**SUPPLIED ENTRIES**
--------

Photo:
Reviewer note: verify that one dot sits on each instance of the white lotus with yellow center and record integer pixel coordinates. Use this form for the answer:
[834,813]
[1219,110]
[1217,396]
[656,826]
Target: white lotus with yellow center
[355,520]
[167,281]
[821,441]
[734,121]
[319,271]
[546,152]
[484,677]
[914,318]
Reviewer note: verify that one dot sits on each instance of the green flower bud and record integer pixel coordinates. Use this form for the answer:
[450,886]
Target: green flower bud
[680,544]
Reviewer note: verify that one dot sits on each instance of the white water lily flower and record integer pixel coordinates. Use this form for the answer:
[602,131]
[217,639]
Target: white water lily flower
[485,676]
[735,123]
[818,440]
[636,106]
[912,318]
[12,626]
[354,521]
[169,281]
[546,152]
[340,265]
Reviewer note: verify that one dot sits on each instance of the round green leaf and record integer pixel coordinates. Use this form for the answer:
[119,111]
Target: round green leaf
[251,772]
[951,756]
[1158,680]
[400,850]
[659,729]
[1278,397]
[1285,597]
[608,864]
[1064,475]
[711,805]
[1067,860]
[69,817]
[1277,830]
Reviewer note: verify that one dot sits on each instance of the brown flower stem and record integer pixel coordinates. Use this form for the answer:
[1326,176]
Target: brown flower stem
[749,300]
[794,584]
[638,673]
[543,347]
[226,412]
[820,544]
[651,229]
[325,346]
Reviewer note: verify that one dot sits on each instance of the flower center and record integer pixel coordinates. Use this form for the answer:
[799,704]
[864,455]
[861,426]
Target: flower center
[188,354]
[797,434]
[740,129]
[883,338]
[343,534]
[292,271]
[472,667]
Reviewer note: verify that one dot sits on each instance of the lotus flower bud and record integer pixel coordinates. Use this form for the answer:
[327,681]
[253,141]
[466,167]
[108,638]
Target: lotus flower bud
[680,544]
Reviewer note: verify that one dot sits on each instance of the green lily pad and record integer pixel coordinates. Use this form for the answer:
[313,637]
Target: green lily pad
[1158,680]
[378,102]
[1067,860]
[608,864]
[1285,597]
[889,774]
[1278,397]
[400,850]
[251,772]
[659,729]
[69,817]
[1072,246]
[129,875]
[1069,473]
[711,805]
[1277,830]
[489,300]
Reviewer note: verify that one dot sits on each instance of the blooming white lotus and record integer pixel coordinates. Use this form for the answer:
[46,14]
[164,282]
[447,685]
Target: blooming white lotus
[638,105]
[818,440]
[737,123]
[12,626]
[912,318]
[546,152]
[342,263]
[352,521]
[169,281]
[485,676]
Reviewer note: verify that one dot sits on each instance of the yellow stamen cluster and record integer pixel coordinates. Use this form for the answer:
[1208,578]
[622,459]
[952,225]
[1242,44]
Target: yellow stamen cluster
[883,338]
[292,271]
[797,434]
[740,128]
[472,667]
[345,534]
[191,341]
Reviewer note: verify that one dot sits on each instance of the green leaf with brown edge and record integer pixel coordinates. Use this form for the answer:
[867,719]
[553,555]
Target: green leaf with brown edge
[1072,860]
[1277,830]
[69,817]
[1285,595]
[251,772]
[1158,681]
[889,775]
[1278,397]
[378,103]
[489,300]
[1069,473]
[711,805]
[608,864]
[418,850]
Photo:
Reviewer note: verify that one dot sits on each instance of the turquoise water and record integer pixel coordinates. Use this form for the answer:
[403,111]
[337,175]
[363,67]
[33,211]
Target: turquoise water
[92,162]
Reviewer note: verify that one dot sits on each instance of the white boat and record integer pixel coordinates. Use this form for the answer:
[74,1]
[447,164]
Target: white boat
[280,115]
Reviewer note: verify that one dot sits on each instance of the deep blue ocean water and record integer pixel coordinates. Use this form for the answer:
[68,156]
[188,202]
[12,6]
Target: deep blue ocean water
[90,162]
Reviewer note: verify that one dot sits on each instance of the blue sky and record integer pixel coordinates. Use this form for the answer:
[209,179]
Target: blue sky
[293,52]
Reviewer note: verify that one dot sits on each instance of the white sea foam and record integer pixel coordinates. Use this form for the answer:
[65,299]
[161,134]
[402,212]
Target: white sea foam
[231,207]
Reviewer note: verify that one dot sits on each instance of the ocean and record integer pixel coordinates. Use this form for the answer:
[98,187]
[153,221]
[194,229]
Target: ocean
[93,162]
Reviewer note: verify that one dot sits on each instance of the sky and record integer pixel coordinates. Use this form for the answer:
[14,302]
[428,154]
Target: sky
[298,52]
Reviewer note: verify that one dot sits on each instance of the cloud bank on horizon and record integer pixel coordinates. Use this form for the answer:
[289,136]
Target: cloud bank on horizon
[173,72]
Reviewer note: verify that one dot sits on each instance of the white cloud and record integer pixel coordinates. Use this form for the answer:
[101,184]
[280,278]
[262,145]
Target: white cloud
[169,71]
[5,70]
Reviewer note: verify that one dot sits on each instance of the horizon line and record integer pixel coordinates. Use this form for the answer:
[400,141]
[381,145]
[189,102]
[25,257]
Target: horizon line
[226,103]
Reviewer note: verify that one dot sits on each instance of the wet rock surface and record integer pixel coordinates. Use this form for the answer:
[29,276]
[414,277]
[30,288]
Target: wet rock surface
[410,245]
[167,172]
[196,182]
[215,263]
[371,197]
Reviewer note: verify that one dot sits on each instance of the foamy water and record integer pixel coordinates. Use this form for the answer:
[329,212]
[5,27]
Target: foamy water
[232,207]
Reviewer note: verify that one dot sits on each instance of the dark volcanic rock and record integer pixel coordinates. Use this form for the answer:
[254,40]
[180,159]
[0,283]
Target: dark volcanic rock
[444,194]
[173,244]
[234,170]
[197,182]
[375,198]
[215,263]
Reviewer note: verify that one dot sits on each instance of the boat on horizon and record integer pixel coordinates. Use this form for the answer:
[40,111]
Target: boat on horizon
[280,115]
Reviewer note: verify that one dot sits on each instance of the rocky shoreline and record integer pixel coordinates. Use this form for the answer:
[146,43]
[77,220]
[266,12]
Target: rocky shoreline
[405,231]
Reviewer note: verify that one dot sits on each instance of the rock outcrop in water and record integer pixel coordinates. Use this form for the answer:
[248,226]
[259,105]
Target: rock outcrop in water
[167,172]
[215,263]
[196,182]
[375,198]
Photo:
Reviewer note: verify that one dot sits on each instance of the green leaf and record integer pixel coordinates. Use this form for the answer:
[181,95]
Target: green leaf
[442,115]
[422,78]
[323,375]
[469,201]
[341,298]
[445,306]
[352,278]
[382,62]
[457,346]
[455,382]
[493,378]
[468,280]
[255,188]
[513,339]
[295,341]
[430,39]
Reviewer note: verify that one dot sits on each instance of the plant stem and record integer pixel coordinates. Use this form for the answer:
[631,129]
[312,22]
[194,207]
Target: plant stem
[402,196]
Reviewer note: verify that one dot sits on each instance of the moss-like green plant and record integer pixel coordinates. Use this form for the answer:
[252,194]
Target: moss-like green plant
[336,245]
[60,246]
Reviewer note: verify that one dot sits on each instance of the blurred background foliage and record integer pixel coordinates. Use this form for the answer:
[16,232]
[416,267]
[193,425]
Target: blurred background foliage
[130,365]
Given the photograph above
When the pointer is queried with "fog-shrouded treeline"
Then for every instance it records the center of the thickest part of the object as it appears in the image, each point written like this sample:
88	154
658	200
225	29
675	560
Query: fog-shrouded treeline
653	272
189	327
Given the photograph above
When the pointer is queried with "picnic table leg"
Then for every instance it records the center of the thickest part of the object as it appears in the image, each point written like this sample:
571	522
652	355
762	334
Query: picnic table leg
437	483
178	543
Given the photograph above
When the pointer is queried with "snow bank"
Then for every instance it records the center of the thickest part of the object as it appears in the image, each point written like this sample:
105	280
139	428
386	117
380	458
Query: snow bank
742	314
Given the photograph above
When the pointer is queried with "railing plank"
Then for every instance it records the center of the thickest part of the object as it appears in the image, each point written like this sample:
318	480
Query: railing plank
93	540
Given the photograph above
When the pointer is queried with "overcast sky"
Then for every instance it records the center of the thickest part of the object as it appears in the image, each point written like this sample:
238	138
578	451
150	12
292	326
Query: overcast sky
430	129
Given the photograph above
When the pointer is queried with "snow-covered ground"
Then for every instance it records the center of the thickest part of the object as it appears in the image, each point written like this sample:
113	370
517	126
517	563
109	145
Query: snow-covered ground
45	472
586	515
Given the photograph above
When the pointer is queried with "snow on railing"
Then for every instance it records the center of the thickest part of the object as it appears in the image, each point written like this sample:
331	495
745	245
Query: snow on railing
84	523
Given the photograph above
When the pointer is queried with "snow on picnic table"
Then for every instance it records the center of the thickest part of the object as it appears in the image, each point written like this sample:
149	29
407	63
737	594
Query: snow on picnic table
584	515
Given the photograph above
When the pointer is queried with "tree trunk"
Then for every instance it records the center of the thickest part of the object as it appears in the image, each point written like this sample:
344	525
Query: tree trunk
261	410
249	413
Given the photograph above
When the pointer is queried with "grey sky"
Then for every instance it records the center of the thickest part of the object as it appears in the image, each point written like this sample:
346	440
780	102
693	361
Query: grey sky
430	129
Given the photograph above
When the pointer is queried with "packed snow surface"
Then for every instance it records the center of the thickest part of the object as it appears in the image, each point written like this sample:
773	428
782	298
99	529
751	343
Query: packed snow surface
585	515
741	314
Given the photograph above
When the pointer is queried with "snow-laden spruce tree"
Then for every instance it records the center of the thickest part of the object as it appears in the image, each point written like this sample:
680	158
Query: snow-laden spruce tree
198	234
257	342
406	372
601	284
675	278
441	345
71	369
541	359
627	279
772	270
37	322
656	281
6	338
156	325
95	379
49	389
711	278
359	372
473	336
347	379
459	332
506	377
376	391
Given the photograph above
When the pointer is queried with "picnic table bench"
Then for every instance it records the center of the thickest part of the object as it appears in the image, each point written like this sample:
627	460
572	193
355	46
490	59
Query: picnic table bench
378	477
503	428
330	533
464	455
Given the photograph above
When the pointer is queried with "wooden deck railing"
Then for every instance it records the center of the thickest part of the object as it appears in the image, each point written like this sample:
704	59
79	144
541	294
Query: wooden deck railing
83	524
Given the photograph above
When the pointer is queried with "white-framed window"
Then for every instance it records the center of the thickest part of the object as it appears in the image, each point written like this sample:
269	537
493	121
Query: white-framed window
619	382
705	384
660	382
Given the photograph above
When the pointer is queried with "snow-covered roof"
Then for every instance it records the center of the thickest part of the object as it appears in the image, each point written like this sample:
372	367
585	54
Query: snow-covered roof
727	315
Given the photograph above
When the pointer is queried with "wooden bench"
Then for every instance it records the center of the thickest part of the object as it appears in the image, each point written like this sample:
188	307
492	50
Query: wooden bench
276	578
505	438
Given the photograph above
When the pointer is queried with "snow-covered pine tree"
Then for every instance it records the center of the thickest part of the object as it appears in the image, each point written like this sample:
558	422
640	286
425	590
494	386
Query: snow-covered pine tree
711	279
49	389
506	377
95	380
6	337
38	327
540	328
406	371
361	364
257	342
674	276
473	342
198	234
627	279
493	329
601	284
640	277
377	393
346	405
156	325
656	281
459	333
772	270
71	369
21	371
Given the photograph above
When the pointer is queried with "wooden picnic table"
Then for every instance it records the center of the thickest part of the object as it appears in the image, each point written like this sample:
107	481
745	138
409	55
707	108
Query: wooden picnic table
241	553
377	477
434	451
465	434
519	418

--------

**AIM**
Locate every line in the rows above that contains the word "deep" with the same capitalization, and copy each of those lines.

**EXERCISE SOLUTION**
Reviewer note: verify that one dot sits on each instance of the deep blue ocean water and record integer pixel coordinates. Use this form for the answer:
Target: deep blue ocean water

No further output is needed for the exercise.